YOUR ASSIGNMENT - Leave out the images; return the rest of the data exactly.

GIVEN DATA -

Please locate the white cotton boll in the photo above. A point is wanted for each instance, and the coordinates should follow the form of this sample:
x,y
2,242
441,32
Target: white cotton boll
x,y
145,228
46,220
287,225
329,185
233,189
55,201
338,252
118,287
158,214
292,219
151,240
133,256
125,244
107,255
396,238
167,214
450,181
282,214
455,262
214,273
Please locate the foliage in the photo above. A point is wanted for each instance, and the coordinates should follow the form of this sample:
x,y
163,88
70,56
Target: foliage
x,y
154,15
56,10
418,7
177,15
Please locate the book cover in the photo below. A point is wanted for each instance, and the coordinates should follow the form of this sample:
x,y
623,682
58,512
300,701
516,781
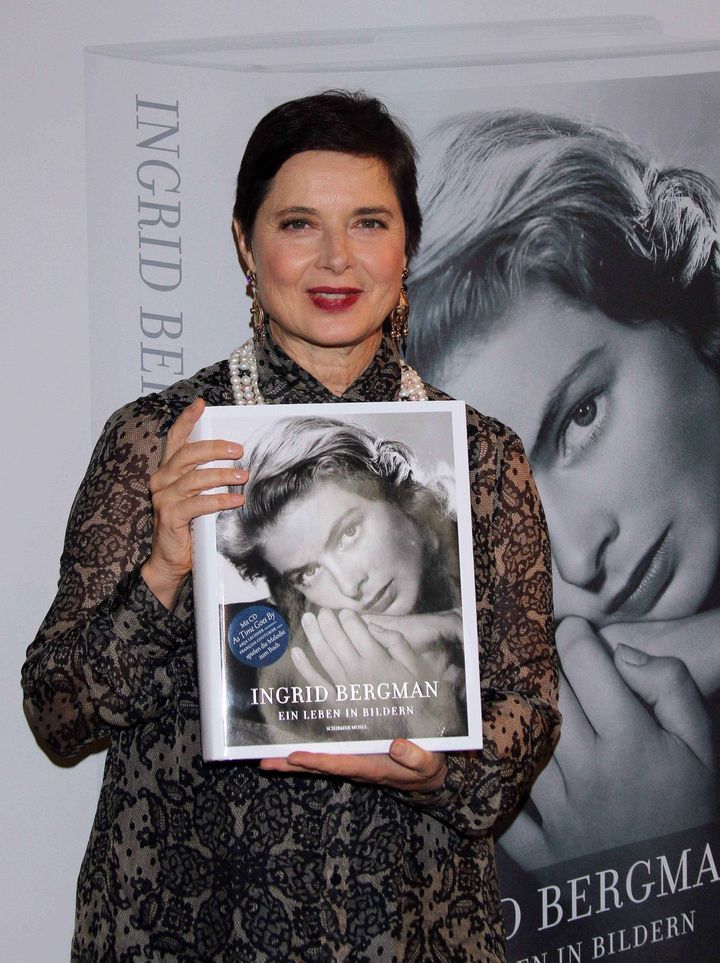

ANSWER SECTION -
Please locate the white cotton boll in the photo above. A point is wanted for each instance, and the coordinates should follow the form of this sample:
x,y
2,242
441,32
Target: white cotton boll
x,y
145,228
46,220
287,225
329,185
233,189
55,201
338,252
118,287
158,214
292,219
151,240
133,256
125,244
107,255
396,238
167,214
450,181
282,214
455,262
214,273
Please locate the foliage in the photo above. A point is wanted for each instance, and the coordinates should follow the form of this sample:
x,y
163,88
70,56
Target: foliage
x,y
154,15
56,10
418,7
177,15
Please locate the book cover in the photo below. A point is wanted for each instance, and the coordinates should follow the form of this sample:
x,y
623,682
58,512
300,701
516,781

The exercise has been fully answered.